9. On se saurait donc trop s'étudier à bien définir en quoi consiste la vraie similitude, pour reconnaître si une déclinaison est ou n'est pas conforme à l'analogie. Cette partie de la science grammaticale est très scabreuse, et ceux qui ont écrit sur le langage, ou l'ont évitée, ou ont essayé de la traiter, mais sans succès.

10. Itaque in eo dissensio neque ea uniusmodi apparet; nam alii de omnibus universis discriminibus posuerunt numerum, ut Dionysius Sidonius, qui scripsit ea esse septuaginta unam; alii partis eius, quae habet casus : cuius eidem hic quom dicat esse discrimina quadraginta septem, Aristocles rettulit in litteras quattuordecim, Parmeniscus octo, sic alii pauciora aut plura.

10. De la divergence dans les opinions, et divergences très variées. En effet, les uns, et entre autres Dionysius Sidonius, comptent soixante et onze modes de ressemblance pour toutes les déclinaisons en géneral; les autres ne se sont occupés que des déclinaisons qui ont des cas; et, parmi eux, Aristoclès compte quatorze modes, à la différence de Sidonius, qui en reconnaît quarante-sept; Parméniscus en compte huit; d'autres plus, d'autres moins.

◆ Extrait de données
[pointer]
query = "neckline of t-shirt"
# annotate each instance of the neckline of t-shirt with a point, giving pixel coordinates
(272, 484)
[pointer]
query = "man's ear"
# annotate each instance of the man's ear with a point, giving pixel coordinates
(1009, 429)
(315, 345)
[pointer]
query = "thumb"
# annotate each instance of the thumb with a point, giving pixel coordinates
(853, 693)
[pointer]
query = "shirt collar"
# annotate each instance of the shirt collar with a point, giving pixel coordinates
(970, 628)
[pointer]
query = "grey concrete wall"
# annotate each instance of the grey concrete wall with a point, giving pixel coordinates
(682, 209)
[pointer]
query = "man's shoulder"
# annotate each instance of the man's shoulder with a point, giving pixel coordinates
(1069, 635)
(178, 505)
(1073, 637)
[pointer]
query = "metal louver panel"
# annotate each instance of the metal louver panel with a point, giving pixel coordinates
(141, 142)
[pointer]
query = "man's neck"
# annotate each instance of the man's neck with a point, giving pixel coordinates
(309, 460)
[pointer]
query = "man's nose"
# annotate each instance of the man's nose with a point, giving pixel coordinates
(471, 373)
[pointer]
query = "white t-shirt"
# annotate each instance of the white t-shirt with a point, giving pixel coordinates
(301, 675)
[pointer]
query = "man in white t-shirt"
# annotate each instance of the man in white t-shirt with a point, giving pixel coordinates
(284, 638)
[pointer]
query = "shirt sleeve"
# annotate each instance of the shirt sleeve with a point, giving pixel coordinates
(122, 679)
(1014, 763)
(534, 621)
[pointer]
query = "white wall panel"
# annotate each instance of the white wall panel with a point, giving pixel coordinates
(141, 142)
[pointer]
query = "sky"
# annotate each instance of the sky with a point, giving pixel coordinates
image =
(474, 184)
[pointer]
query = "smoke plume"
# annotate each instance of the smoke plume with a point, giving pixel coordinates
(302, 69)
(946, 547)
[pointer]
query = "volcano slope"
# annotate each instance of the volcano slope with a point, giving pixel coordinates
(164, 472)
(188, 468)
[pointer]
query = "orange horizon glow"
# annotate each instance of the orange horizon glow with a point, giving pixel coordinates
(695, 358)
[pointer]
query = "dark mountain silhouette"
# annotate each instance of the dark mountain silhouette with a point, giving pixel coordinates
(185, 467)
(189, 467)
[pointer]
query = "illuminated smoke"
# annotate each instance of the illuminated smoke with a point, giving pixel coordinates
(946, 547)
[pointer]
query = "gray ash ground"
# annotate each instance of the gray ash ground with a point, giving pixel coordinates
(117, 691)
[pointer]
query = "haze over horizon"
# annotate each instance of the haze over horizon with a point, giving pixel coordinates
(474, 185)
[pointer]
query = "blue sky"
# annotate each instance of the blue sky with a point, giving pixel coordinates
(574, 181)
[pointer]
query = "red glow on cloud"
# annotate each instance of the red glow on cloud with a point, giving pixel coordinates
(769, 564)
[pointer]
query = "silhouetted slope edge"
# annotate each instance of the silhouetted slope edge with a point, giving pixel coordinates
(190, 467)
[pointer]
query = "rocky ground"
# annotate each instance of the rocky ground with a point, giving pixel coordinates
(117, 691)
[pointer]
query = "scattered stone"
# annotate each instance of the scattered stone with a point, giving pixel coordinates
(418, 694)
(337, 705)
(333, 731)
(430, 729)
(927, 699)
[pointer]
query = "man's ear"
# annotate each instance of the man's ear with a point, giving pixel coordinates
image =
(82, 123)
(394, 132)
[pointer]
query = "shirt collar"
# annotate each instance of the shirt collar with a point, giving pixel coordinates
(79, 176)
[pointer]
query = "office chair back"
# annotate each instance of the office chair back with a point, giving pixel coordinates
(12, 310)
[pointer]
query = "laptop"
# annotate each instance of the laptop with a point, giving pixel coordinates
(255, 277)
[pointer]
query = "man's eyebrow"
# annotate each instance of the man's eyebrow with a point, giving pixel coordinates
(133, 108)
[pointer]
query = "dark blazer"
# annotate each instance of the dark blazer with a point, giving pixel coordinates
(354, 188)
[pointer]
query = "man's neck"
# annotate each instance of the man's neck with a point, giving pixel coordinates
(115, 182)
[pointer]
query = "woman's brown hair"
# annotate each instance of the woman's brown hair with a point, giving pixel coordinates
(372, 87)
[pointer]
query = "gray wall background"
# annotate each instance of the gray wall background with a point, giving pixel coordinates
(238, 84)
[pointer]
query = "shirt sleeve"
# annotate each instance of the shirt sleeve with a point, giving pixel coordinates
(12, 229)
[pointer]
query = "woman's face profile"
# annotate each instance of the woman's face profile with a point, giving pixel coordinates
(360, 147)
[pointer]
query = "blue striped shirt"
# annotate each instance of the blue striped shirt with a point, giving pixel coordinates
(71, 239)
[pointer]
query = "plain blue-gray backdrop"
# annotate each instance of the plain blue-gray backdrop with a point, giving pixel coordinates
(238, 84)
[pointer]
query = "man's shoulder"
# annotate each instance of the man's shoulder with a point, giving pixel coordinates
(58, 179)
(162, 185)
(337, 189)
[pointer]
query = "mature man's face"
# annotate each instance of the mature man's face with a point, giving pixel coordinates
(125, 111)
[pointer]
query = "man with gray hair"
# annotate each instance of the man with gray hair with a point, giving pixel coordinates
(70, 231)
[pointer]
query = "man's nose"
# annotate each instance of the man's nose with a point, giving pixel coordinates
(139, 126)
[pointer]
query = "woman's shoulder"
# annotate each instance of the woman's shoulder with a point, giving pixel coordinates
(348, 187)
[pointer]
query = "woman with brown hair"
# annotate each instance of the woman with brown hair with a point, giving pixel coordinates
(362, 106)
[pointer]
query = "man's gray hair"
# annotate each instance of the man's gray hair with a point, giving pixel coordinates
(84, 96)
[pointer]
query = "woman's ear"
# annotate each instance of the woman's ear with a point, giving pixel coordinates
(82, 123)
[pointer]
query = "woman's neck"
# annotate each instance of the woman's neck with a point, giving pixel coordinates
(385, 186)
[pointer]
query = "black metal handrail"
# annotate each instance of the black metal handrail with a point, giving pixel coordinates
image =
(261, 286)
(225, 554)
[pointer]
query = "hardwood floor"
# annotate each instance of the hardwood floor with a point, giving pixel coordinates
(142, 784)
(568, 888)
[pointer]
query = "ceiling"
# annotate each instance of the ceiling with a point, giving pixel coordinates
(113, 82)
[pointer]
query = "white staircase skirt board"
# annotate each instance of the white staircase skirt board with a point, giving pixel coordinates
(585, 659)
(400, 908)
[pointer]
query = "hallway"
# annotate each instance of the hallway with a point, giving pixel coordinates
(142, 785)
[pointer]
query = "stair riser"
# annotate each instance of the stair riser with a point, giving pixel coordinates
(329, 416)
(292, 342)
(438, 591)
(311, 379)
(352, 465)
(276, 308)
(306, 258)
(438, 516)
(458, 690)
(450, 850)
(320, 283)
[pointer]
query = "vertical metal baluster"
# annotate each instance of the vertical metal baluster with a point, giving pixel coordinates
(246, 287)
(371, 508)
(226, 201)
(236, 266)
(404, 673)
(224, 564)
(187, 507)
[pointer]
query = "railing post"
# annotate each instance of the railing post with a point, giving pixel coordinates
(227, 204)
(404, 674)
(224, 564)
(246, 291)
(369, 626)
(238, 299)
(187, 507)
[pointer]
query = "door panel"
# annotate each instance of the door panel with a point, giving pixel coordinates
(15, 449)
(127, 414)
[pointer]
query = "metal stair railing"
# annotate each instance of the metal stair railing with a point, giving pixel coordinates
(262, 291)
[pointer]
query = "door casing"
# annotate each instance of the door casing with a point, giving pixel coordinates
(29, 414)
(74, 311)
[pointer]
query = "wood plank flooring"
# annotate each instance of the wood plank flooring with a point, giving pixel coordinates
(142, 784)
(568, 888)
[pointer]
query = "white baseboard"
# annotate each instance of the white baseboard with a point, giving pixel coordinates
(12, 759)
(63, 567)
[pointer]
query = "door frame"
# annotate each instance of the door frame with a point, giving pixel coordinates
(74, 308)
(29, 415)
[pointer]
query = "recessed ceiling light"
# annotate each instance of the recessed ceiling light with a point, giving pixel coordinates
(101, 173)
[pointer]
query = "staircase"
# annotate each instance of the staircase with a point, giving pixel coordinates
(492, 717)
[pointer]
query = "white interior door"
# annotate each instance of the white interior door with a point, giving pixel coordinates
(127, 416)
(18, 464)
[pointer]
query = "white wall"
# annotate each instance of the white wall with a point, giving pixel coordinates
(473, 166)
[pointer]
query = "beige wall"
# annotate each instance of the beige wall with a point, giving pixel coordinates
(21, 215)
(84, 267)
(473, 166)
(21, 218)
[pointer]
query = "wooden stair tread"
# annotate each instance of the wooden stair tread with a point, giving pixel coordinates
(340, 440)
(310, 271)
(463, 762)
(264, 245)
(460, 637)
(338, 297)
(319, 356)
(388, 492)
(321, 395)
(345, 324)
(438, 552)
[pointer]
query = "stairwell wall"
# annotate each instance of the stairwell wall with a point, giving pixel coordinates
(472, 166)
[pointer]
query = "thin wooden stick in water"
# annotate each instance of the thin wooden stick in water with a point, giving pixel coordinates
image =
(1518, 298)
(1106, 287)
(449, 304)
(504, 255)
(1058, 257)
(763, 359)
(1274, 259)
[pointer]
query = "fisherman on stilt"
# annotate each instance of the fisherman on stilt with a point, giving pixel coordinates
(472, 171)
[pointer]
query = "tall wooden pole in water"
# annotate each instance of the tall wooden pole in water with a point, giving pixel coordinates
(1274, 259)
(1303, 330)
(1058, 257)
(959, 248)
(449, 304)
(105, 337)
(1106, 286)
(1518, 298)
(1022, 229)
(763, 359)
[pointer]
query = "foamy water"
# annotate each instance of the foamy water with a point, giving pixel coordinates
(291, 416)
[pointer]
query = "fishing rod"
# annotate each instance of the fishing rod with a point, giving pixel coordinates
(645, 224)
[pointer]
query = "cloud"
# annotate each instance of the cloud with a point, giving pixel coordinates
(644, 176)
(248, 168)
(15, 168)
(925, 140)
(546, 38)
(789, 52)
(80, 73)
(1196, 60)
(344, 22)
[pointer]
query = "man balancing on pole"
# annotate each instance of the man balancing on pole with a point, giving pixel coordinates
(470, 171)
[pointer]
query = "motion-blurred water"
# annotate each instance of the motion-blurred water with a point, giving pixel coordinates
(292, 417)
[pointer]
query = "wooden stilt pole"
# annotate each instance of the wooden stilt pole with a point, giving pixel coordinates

◆ Consigne
Indiquez si chacune des affirmations ci-dessous concorde avec l'extrait du texte, en répondant par oui ou par non et en citant textuellement les mots qui tranchent.
1. Dionysius Sidonius compte soixante et onze modes de ressemblance.
2. Parméniscus compte quatorze modes.
3. Ceux qui ont écrit sur le langage ont traité cette partie de la science grammaticale avec succès.

◆ Réponse
1. Oui : « les uns, et entre autres Dionysius Sidonius, comptent soixante et onze modes de ressemblance ».
2. Non : « Parméniscus en compte huit ».
3. Non : « ou ont essayé de la traiter, mais sans succès ».